Object outline annotations:
━━━━━━━━━━━━━━━━━━━━

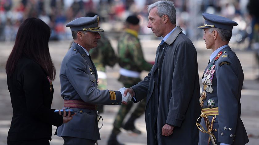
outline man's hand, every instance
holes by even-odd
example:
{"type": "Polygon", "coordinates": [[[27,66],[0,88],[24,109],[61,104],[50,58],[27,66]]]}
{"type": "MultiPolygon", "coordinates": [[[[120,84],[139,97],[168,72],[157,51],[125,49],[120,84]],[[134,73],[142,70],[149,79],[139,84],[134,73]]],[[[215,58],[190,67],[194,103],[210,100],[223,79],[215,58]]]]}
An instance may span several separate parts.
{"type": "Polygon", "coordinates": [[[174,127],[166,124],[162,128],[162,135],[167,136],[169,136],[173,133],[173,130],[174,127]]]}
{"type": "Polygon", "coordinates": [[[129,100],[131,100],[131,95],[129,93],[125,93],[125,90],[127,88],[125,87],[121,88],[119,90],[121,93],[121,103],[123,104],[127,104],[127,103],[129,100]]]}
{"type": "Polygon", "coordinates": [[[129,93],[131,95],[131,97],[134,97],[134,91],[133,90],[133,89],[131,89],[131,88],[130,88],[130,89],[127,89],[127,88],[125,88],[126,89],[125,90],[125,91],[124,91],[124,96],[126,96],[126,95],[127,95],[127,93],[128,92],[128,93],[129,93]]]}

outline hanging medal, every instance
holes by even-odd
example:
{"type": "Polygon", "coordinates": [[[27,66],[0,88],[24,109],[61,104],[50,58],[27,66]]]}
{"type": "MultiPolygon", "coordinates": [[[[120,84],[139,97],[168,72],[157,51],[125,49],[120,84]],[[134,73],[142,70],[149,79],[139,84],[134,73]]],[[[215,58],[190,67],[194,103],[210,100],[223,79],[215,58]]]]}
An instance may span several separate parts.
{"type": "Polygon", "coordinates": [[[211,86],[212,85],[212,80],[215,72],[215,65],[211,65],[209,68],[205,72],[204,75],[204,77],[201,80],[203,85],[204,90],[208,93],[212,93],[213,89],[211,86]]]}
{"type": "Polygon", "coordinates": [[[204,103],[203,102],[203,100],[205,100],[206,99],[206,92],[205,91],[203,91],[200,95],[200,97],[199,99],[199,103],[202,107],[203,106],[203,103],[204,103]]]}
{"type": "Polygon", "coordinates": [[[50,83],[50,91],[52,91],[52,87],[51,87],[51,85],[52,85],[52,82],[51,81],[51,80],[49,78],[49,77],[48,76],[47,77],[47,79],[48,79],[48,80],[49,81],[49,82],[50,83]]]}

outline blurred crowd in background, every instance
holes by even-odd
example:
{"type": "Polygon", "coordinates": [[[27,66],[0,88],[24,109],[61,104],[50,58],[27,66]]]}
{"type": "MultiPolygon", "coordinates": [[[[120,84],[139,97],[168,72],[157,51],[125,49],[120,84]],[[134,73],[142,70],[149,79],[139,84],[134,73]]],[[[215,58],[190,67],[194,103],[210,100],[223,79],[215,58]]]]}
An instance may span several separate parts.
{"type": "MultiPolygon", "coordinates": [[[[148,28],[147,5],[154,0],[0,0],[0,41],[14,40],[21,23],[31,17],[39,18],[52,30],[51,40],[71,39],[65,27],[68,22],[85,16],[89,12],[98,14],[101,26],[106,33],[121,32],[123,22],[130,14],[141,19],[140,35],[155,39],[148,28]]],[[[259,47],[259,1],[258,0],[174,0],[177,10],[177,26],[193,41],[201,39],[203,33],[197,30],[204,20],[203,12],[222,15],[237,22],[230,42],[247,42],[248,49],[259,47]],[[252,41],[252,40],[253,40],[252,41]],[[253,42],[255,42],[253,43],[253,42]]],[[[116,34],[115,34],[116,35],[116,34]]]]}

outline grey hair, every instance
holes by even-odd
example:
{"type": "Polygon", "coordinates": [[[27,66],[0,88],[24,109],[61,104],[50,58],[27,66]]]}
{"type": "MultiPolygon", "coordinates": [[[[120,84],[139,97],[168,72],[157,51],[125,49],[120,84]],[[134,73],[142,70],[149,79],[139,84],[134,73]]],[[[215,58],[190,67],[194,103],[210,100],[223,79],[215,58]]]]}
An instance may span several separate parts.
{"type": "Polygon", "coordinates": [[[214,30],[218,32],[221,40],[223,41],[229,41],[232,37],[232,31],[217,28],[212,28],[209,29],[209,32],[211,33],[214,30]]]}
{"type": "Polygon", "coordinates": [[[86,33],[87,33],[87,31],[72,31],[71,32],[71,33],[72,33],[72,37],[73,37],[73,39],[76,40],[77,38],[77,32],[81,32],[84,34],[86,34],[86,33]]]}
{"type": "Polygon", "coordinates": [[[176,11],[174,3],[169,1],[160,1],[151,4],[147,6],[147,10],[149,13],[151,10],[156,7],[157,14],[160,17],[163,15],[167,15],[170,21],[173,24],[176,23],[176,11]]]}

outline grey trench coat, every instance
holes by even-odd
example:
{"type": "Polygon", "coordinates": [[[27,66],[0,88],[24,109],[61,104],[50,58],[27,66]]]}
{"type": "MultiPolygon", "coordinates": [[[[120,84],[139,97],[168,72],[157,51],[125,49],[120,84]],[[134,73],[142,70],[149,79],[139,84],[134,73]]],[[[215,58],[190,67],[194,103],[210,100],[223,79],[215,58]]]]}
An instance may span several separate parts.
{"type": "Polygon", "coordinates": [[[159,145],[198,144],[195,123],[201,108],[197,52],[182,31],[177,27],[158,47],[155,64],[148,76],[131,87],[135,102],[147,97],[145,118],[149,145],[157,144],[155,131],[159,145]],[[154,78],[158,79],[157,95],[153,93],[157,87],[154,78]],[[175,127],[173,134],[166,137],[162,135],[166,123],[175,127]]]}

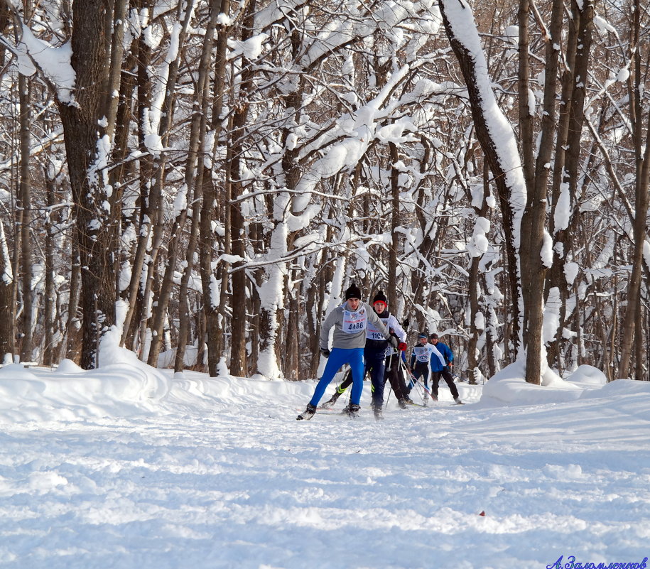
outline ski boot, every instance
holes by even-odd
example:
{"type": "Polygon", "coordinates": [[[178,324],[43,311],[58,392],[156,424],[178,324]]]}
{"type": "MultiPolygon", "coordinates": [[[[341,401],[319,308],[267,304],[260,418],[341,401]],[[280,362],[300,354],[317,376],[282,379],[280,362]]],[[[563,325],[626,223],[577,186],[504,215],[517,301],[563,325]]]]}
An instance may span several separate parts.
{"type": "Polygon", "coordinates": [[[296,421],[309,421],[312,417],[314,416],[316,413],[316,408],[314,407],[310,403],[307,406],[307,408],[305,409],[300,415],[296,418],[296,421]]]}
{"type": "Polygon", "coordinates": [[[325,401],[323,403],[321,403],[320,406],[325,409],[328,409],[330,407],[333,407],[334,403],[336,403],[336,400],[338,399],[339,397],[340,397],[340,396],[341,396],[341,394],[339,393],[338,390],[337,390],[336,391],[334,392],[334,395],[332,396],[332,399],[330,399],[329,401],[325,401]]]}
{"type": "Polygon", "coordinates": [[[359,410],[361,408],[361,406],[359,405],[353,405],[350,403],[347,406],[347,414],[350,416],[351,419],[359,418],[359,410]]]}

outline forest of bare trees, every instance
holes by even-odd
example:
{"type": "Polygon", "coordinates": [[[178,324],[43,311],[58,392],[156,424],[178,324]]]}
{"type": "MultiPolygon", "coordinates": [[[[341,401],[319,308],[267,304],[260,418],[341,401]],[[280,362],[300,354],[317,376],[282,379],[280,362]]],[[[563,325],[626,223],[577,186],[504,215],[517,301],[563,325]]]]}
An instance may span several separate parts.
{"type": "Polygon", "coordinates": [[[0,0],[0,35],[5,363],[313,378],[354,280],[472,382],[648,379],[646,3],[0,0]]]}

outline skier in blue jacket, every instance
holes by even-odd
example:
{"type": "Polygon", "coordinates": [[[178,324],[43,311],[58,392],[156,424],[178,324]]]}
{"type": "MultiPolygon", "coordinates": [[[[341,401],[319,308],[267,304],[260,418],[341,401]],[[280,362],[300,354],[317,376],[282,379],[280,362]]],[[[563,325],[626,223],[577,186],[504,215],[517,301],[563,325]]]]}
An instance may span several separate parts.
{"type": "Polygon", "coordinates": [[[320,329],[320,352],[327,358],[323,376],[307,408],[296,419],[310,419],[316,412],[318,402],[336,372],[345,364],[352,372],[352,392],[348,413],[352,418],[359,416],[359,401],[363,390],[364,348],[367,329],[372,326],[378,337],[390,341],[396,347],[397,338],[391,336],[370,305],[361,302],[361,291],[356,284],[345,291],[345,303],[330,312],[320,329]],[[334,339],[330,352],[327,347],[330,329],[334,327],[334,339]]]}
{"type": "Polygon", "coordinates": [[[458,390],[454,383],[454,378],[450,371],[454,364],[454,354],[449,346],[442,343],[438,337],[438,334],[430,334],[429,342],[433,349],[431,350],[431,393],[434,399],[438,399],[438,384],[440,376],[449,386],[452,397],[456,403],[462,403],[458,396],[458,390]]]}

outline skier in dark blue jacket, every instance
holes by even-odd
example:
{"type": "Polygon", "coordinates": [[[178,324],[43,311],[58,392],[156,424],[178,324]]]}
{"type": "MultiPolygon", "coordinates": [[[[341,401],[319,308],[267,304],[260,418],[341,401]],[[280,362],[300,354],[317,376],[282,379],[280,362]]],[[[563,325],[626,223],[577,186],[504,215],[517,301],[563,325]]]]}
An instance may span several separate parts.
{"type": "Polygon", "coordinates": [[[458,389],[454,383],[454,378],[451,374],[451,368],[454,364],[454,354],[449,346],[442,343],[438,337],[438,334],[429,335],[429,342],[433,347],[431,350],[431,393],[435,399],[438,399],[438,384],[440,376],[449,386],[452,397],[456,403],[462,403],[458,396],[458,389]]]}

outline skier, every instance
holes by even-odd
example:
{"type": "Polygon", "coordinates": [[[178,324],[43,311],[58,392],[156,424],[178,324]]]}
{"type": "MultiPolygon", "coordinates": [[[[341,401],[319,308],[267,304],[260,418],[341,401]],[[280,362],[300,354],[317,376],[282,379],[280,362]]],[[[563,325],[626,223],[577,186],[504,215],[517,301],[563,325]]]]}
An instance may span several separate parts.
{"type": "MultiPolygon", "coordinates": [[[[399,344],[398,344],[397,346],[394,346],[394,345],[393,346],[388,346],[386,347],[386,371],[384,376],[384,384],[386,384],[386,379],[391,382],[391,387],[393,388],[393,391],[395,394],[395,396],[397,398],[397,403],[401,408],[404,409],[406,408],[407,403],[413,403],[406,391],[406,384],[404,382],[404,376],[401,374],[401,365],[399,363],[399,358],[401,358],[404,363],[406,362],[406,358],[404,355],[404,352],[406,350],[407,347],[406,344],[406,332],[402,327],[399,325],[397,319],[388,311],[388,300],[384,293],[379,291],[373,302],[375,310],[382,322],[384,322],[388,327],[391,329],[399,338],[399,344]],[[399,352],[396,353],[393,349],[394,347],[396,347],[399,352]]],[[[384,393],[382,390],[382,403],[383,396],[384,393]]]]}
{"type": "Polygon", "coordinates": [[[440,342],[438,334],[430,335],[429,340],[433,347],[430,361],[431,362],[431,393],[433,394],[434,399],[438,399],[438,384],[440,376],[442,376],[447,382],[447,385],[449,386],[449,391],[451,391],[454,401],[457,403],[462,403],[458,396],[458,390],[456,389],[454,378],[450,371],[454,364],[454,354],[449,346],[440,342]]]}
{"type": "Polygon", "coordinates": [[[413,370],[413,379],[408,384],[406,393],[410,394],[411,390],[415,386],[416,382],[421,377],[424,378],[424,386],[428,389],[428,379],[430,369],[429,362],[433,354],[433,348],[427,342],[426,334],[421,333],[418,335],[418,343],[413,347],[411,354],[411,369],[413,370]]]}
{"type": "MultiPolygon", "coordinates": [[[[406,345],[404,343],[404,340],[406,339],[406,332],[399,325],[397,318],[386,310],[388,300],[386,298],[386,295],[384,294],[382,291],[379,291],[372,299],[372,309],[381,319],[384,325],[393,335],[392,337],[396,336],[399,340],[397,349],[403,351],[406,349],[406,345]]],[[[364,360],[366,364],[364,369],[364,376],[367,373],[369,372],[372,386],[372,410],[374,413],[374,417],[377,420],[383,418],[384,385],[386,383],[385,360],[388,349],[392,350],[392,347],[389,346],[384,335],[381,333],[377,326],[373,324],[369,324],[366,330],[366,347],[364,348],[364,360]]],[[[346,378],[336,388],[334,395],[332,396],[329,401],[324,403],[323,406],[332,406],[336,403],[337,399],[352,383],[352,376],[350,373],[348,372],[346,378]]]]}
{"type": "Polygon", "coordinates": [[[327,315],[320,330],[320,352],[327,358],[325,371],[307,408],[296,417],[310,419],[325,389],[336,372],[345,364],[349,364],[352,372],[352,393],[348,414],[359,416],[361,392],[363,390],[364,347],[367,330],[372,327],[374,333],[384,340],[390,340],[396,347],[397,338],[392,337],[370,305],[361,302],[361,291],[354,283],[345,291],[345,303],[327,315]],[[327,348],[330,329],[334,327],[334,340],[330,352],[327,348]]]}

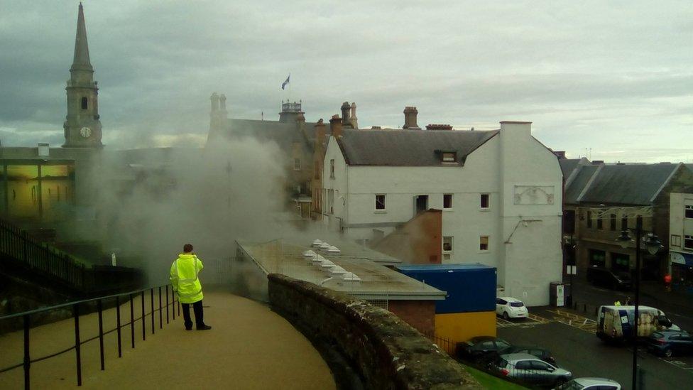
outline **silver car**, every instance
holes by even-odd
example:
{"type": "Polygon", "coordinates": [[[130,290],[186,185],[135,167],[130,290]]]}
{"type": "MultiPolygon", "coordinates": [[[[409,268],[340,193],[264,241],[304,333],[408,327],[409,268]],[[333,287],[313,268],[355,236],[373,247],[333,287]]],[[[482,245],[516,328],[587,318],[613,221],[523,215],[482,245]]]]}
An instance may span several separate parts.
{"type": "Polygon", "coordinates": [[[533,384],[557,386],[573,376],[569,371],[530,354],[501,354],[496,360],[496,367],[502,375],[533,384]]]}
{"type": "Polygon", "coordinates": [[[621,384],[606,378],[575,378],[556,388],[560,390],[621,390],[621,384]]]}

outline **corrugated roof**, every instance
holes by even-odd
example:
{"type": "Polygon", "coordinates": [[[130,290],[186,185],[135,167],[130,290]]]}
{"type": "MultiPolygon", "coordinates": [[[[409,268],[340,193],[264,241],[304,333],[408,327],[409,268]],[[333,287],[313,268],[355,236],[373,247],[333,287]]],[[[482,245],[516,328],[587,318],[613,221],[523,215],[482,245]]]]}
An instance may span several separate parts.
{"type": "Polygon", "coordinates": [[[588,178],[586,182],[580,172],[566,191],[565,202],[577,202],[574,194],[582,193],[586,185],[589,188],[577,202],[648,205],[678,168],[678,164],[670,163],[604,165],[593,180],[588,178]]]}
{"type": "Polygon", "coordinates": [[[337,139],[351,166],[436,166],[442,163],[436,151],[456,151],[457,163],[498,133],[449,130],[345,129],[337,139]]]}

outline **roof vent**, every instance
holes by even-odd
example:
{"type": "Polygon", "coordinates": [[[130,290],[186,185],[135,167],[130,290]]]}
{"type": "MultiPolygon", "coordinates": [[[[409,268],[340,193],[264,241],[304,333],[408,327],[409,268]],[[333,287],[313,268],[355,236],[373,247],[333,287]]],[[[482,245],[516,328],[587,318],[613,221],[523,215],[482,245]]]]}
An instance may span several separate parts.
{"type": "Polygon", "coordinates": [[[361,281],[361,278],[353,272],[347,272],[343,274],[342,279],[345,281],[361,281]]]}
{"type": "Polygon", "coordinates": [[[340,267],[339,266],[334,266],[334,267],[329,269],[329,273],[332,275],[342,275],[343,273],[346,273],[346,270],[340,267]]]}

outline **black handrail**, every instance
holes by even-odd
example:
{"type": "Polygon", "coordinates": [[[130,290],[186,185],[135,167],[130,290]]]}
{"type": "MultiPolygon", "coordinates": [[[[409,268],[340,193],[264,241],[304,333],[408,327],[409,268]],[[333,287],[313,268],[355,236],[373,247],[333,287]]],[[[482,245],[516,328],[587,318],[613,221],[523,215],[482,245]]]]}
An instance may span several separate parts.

━━━━━━━━━━━━━━━━━━━━

## Problem statement
Select every line of the data that contains the word "blue" and copy each one.

## Response below
outline skier in blue jacket, every instance
outline skier in dark blue jacket, every instance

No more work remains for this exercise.